Exercise: Count the lines in the listing below that contain the string "water", with case counting, and reply with that number alone.
──────── Recorded data
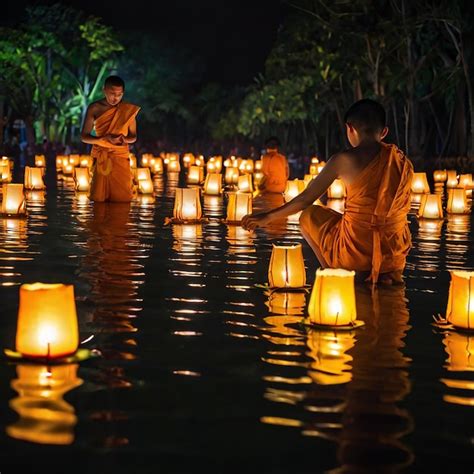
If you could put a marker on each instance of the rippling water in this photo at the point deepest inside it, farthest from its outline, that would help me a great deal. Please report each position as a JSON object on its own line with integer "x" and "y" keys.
{"x": 203, "y": 370}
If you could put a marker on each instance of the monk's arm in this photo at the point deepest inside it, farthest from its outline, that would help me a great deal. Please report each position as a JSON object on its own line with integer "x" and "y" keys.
{"x": 132, "y": 133}
{"x": 315, "y": 190}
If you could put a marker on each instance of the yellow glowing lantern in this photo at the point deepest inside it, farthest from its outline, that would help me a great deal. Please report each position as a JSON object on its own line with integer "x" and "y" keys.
{"x": 173, "y": 167}
{"x": 331, "y": 363}
{"x": 213, "y": 184}
{"x": 34, "y": 178}
{"x": 40, "y": 161}
{"x": 47, "y": 321}
{"x": 337, "y": 190}
{"x": 187, "y": 204}
{"x": 419, "y": 184}
{"x": 195, "y": 175}
{"x": 244, "y": 183}
{"x": 430, "y": 207}
{"x": 82, "y": 179}
{"x": 231, "y": 175}
{"x": 451, "y": 178}
{"x": 457, "y": 201}
{"x": 332, "y": 300}
{"x": 440, "y": 176}
{"x": 13, "y": 202}
{"x": 460, "y": 310}
{"x": 238, "y": 206}
{"x": 293, "y": 188}
{"x": 45, "y": 417}
{"x": 286, "y": 269}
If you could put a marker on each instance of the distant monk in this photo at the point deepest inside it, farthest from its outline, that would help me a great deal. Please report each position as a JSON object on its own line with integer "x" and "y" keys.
{"x": 274, "y": 168}
{"x": 372, "y": 236}
{"x": 115, "y": 127}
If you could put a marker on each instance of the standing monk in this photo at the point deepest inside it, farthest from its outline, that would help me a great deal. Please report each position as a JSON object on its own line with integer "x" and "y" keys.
{"x": 372, "y": 236}
{"x": 274, "y": 168}
{"x": 115, "y": 127}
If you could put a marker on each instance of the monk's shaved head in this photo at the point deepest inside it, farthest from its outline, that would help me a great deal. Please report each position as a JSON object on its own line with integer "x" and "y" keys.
{"x": 367, "y": 116}
{"x": 114, "y": 81}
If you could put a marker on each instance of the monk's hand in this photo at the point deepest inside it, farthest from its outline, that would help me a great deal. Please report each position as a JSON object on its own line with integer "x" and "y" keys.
{"x": 252, "y": 221}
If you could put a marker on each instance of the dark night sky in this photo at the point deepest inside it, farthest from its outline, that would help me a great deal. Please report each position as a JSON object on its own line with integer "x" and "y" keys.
{"x": 233, "y": 37}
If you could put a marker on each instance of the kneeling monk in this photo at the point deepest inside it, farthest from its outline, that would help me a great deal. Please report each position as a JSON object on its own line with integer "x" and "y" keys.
{"x": 372, "y": 236}
{"x": 115, "y": 127}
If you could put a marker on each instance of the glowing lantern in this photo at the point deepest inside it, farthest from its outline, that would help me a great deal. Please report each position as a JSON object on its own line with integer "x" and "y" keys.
{"x": 187, "y": 204}
{"x": 440, "y": 176}
{"x": 45, "y": 417}
{"x": 430, "y": 207}
{"x": 40, "y": 161}
{"x": 238, "y": 206}
{"x": 47, "y": 321}
{"x": 286, "y": 269}
{"x": 332, "y": 300}
{"x": 195, "y": 175}
{"x": 34, "y": 178}
{"x": 451, "y": 179}
{"x": 460, "y": 310}
{"x": 82, "y": 179}
{"x": 231, "y": 175}
{"x": 337, "y": 190}
{"x": 174, "y": 166}
{"x": 457, "y": 202}
{"x": 419, "y": 184}
{"x": 244, "y": 183}
{"x": 331, "y": 363}
{"x": 13, "y": 202}
{"x": 293, "y": 188}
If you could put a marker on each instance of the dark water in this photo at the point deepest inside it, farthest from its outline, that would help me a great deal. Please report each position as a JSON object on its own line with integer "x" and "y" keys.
{"x": 202, "y": 371}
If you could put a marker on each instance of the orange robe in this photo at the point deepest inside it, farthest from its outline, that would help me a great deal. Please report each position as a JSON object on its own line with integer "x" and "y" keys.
{"x": 276, "y": 172}
{"x": 112, "y": 178}
{"x": 372, "y": 235}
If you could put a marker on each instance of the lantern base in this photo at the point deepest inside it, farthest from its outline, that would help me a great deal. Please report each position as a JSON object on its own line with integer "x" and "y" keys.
{"x": 442, "y": 323}
{"x": 172, "y": 220}
{"x": 347, "y": 327}
{"x": 79, "y": 356}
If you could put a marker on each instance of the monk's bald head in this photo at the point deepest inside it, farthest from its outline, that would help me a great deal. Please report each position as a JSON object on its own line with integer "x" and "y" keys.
{"x": 367, "y": 116}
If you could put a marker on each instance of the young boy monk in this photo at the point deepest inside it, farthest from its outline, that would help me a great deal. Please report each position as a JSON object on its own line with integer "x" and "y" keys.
{"x": 274, "y": 168}
{"x": 115, "y": 127}
{"x": 372, "y": 236}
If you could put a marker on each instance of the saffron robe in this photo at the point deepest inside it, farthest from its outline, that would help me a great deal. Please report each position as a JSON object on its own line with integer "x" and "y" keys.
{"x": 276, "y": 172}
{"x": 372, "y": 235}
{"x": 112, "y": 178}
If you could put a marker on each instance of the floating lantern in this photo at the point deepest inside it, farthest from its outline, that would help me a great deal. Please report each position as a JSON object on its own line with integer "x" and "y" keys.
{"x": 332, "y": 300}
{"x": 293, "y": 188}
{"x": 82, "y": 179}
{"x": 286, "y": 269}
{"x": 238, "y": 206}
{"x": 244, "y": 183}
{"x": 187, "y": 205}
{"x": 13, "y": 202}
{"x": 457, "y": 201}
{"x": 213, "y": 184}
{"x": 337, "y": 190}
{"x": 195, "y": 175}
{"x": 34, "y": 178}
{"x": 430, "y": 207}
{"x": 331, "y": 363}
{"x": 419, "y": 184}
{"x": 47, "y": 321}
{"x": 45, "y": 417}
{"x": 451, "y": 179}
{"x": 440, "y": 176}
{"x": 40, "y": 161}
{"x": 231, "y": 175}
{"x": 460, "y": 309}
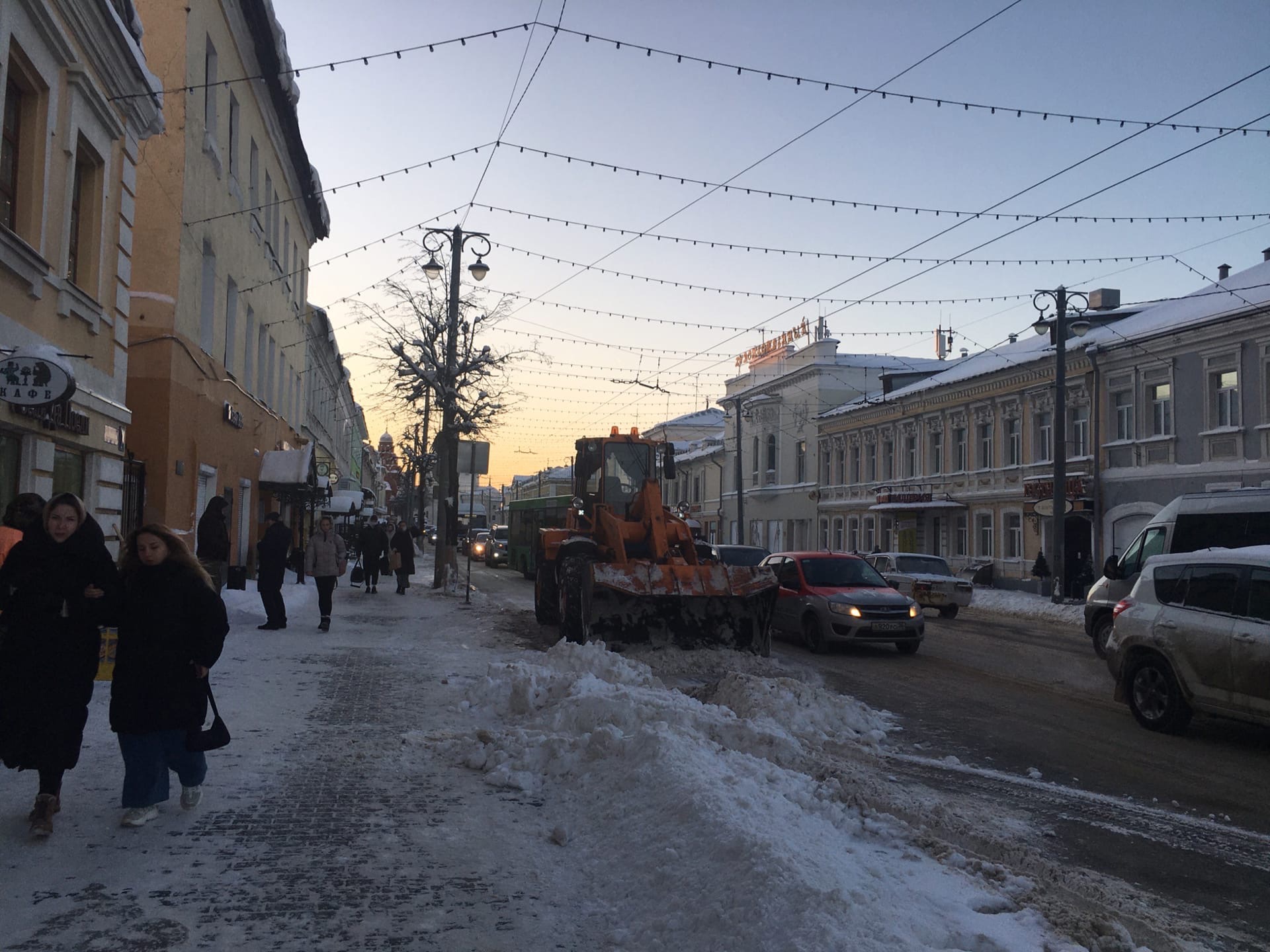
────────────────
Finished answer: 2